• THE TASK: Please rewrite each of the records below with "in the photo above" replaced by "in the image" and everything else left unchanged. Don't include the pictures in your answer.

(Point labeling examples)
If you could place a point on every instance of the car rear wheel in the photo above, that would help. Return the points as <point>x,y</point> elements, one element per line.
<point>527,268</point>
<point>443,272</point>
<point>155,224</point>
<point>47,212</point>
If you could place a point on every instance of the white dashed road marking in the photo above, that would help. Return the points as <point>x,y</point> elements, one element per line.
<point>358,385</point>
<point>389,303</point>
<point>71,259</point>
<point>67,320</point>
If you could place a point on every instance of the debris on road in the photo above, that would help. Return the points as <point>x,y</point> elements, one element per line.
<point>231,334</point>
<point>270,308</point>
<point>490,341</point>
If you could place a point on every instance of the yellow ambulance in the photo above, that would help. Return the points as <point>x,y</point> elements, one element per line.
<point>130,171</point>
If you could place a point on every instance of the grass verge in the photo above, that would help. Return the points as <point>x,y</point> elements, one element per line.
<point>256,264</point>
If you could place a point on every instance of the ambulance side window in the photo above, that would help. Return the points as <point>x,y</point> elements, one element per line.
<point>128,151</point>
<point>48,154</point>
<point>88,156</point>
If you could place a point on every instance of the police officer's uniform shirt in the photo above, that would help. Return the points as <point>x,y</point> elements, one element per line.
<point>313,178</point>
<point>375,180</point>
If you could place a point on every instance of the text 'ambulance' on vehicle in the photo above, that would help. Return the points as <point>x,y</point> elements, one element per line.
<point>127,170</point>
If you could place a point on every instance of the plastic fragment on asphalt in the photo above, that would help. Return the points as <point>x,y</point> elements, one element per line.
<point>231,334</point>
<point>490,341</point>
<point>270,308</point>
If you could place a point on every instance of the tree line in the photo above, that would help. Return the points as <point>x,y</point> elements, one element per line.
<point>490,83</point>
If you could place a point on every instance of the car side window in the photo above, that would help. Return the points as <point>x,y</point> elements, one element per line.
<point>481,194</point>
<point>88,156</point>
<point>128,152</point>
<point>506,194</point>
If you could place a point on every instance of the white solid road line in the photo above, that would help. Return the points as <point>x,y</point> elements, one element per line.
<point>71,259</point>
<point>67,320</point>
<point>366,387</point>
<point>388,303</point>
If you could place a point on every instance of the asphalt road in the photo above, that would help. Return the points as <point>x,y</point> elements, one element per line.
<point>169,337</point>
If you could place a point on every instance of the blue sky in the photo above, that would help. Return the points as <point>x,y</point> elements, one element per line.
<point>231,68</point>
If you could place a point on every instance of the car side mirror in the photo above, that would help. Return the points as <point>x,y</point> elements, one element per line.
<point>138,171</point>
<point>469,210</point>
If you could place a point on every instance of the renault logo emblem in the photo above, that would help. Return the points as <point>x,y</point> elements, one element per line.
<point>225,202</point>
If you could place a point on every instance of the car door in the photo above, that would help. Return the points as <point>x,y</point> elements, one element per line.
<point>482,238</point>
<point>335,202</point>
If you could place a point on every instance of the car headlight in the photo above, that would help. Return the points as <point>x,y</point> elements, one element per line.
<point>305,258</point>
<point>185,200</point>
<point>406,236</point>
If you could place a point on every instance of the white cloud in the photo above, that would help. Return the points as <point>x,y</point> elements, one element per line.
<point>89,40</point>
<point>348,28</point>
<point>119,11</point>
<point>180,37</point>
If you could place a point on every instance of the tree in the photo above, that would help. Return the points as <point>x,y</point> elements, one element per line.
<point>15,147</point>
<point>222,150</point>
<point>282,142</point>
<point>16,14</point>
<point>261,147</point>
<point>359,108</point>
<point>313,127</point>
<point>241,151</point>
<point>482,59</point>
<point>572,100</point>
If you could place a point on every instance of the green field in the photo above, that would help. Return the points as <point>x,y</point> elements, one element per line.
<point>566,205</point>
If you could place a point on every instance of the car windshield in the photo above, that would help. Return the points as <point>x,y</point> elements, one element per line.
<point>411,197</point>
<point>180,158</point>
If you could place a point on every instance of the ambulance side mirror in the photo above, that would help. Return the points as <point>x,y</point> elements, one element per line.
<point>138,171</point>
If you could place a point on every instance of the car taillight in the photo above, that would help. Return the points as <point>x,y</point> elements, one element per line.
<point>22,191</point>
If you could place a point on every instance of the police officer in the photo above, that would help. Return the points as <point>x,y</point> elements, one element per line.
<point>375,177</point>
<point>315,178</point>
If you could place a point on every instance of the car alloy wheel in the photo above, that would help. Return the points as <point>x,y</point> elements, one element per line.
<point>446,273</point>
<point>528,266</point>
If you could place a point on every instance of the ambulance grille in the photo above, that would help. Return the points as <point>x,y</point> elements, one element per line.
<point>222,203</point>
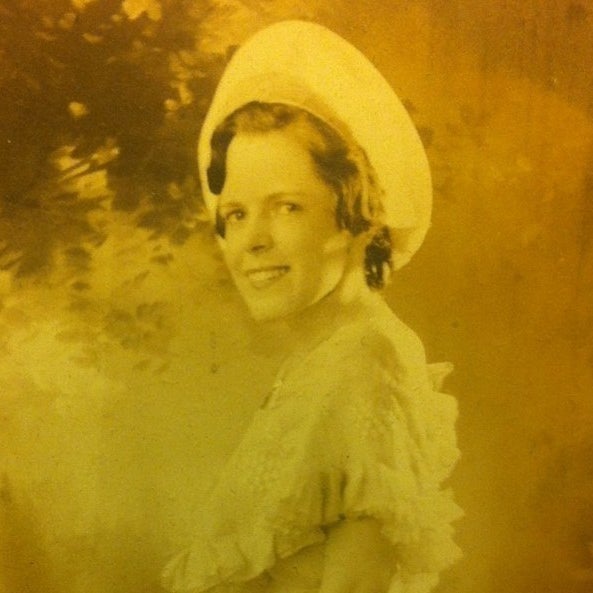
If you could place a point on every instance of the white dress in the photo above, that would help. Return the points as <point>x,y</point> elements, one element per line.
<point>354,428</point>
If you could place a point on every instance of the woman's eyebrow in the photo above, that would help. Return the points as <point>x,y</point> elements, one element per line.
<point>229,205</point>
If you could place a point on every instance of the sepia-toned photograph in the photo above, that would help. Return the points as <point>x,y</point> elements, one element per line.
<point>296,296</point>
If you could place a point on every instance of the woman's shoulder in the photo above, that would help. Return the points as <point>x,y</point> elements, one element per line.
<point>378,339</point>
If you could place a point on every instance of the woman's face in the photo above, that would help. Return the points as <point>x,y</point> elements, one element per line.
<point>282,243</point>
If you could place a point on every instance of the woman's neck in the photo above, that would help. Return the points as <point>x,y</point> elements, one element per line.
<point>352,300</point>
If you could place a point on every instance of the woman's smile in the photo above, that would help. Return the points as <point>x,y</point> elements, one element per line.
<point>282,243</point>
<point>267,276</point>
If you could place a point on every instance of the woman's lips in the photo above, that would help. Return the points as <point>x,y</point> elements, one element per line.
<point>265,276</point>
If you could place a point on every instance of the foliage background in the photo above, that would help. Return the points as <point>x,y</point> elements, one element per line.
<point>127,366</point>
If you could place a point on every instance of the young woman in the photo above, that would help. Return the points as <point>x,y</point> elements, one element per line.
<point>319,187</point>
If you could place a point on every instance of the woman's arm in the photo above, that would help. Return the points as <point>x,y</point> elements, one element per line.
<point>358,558</point>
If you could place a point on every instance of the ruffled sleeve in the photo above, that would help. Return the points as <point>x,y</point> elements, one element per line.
<point>358,429</point>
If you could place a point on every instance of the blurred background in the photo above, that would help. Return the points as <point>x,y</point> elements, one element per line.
<point>128,368</point>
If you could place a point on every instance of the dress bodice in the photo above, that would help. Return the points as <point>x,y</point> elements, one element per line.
<point>355,427</point>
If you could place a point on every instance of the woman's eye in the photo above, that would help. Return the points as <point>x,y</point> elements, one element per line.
<point>234,215</point>
<point>289,207</point>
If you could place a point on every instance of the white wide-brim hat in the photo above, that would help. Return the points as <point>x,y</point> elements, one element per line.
<point>305,65</point>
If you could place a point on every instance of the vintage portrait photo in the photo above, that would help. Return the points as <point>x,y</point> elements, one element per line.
<point>296,297</point>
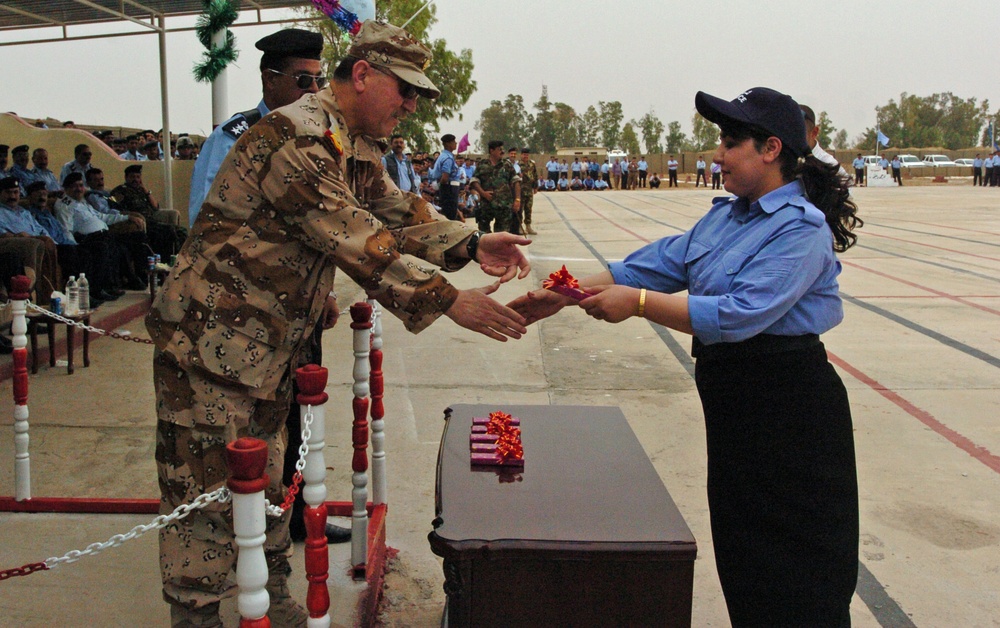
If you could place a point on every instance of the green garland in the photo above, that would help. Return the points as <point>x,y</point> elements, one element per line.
<point>218,16</point>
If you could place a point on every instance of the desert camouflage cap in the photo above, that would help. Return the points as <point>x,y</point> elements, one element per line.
<point>391,48</point>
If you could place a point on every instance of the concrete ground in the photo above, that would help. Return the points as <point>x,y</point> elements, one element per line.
<point>918,350</point>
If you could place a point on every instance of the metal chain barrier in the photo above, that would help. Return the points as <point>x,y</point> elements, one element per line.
<point>221,495</point>
<point>81,325</point>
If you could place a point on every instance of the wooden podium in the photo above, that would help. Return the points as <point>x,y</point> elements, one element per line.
<point>585,534</point>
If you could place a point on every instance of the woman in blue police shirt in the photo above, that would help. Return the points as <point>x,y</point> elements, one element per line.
<point>761,276</point>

• FINAL RESULT:
If you could place a point on every instance of the car rear wheel in the image, that would help. Return the points as <point>x,y</point> elements, one element per line.
<point>527,268</point>
<point>443,272</point>
<point>155,224</point>
<point>47,212</point>
If you could place a point on every instance of the white dashed road marking in the image, that would help. Return the points as <point>x,y</point> elements, one element per line.
<point>358,385</point>
<point>389,303</point>
<point>71,259</point>
<point>67,320</point>
If you could place a point on every instance of the debris on road in the image, that would help. Return the points as <point>x,y</point> elements, one element per line.
<point>231,334</point>
<point>270,308</point>
<point>490,341</point>
If you could place a point on every instance of the yellow ambulance in the image, that would help. Return the points as <point>x,y</point> elements, one element per line.
<point>130,171</point>
If you could place a point on every instance of the grass verge in the image, that would help. Return the points as <point>x,y</point> elements, one element per line.
<point>256,264</point>
If you could place a point on every instance of the ambulance side window in the image, that would help. Return the points as <point>x,y</point> elements, one element per line.
<point>128,151</point>
<point>48,154</point>
<point>88,156</point>
If you could place a point on every instance of the police officer's uniform shirt in the image, that would help. Return the points as <point>x,y</point> elements, one element per line.
<point>313,178</point>
<point>375,180</point>
If you could place a point on every instance of the text 'ambulance' on vehicle in the image, that would help. Return the points as <point>x,y</point> elements, one element per line.
<point>127,170</point>
If you could place a point on every instance of the plastic fragment on asphalt in the image, that would help. Return the points as <point>x,y</point> elements, one element per line.
<point>231,334</point>
<point>490,341</point>
<point>270,308</point>
If you could place a point on every instance of the tree line in the image, that would help. Return the points as <point>x,y</point> elements, one element per line.
<point>490,83</point>
If you could place a point on every instance of the car side window in the image, that would help. Return the points as <point>x,y</point> elements, one element per line.
<point>481,194</point>
<point>88,156</point>
<point>128,152</point>
<point>506,194</point>
If you could place a point on every instance of the white solid road line in the image, that would help. Return the points as <point>x,y</point> elements, one element per line.
<point>71,259</point>
<point>67,320</point>
<point>366,387</point>
<point>388,303</point>
If you could place a point on every instance of the asphalt road in the image, that would help. Return the points as <point>x,y</point> elements, one element per line.
<point>169,337</point>
If you could place a point on every instance of the blue sky in the image, that would help. Return the points as <point>x,y</point> elements, one element per line.
<point>231,68</point>
If you could place a point on every instance of the car side mirror in the image, that would help. Return the points as <point>x,y</point> elements, one element per line.
<point>138,171</point>
<point>469,210</point>
If you could place a point on every instance of the renault logo emblem in the image, that would help. Return the points as <point>x,y</point> elements, one element per line.
<point>225,202</point>
If you could place a point on every instance of the car door in the image, that would help. Return the points as <point>x,y</point> elements, one element per line.
<point>482,238</point>
<point>335,202</point>
If you could place a point on every instance of the car headlight in the image, that would help. Return the points as <point>x,y</point> elements, one element per line.
<point>305,258</point>
<point>185,200</point>
<point>406,236</point>
If you could place a point on every instance of the white cloud in the image, that would help. Return the points as <point>x,y</point> elements, one element per line.
<point>89,40</point>
<point>348,28</point>
<point>119,11</point>
<point>180,37</point>
If you could place a point on every instance of the tree in the image, that would help. Return the points as <point>x,y</point> elements, one element per line.
<point>15,147</point>
<point>222,150</point>
<point>282,142</point>
<point>16,14</point>
<point>261,147</point>
<point>359,108</point>
<point>313,127</point>
<point>241,151</point>
<point>482,59</point>
<point>572,100</point>
If you could place a point on every instance of the green field in the image, that would help. Return the points as <point>x,y</point> elements, one element per line.
<point>566,205</point>
If you could place a point on every instance of the car windshield in the image, that would help. Return the points as <point>x,y</point> elements, one element per line.
<point>411,197</point>
<point>180,158</point>
If you could place a point on every instance of the ambulance side mirror in the image, that would help. Return the points as <point>x,y</point> elements, one element per line.
<point>138,171</point>
If you could place a point on every instance of the car taillight in the image, that would help. Return the points as <point>x,y</point> elements, one element per line.
<point>22,191</point>
If you could place a point on every instance of the police officer in the image, that would help. Return the points as <point>x,y</point> elements, one element per line.
<point>375,177</point>
<point>315,178</point>
If you could place a point on every instance of the car alloy wheel in the image, that would help. Return the points as <point>x,y</point> elements, one element per line.
<point>446,273</point>
<point>528,266</point>
If you could place a point on every instance of the ambulance grille in the image, that would help. Return the points as <point>x,y</point> elements, one element per line.
<point>222,203</point>
If you could place a point on every instance of the white dress in the image, that would help. Return the points as <point>x,y</point> elements, one element per line.
<point>354,428</point>
If you could place a point on every instance of the woman's eyebrow in the image, that would help. Return the points as <point>x,y</point> elements, one element per line.
<point>229,205</point>
If you could place a point on every instance of the sepia-toned photograph in the image, that would help. Return the points as <point>x,y</point> elements, one element per line.
<point>296,296</point>
If you could place a point on every instance of the woman's shoulder in the image, that would help. Return the points as <point>x,y</point> elements, one element per line.
<point>378,339</point>
If you could place a point on every instance of the woman's face in the image, that would help. Return the points as <point>x,y</point> elements, one element per line.
<point>282,243</point>
If you could place a point on every instance of the woman's neck in the image, that would help. Return the points as <point>x,y</point> elements, one element per line.
<point>352,300</point>
If you could place a point on every instance of the woman's smile in the image, that would help. Return the points as <point>x,y</point> elements, one element per line.
<point>282,243</point>
<point>267,276</point>
If you could place a point on every instance of the woman's lips in the image, that would help. Return the points as <point>x,y</point> elements, one element per line.
<point>265,276</point>
If you could place a point on every instance of the foliage background in the image, that would help. Return the points as <point>x,y</point> elements, one element per line.
<point>127,366</point>
If you could place a point on every instance of the young woman in the image, that would help. Return the points as <point>x,y</point> elements, one element per line.
<point>319,187</point>
If you could place a point on every instance of the woman's arm in the image, that would help. Return the points as <point>x,y</point> elements, one element per line.
<point>358,558</point>
If you could place a point on every instance of the ruffled sleeve in the image, that would help. Return the points as <point>x,y</point> elements, one element per line.
<point>358,429</point>
If you could place a point on every instance of the blurred background in the image, that would help. Return the points as <point>x,y</point> elements, one element per line.
<point>128,368</point>
If you could place a point on every instance of the dress bodice in the image, that would help. Return the points as <point>x,y</point> elements, one element per line.
<point>355,427</point>
If you could place a point on every instance of the woman's eye in the image, that would help. Return the points as <point>x,y</point> elements, one element per line.
<point>234,215</point>
<point>289,207</point>
If you could place a point on every instance of the white wide-brim hat in the image, that would help. Return the points as <point>x,y</point> elements, one element per line.
<point>305,65</point>
If you could place a point on every instance of the vintage portrait photo in the image, that would help. Return the points as <point>x,y</point> elements, one element per line.
<point>296,297</point>
If you could place a point on every instance of the green garland in the image, that would help. Return the points as <point>x,y</point> elements, one element per line.
<point>218,16</point>
If you could place a point on every instance of the desert camouflage cap in the image, that would help. Return the points as <point>x,y</point> elements, one element per line.
<point>391,48</point>
If you could place a point on every instance of the concrete ground in the image, that would help. Return the points as <point>x,y</point> elements, one element per line.
<point>918,350</point>
If you could place a point on every instance of the metal chain barrier in the image, that would help. Return the points as <point>x,y</point> elements, one element per line.
<point>221,495</point>
<point>81,325</point>
If you could place a point on every instance of the wooden podium in the image, that would help. Return the points as <point>x,y</point> elements, one element per line.
<point>585,534</point>
If you could place a point on every instance of the woman in blue police shirt in the image, that would help. Return the points as <point>x,y</point> elements, one element per line.
<point>761,276</point>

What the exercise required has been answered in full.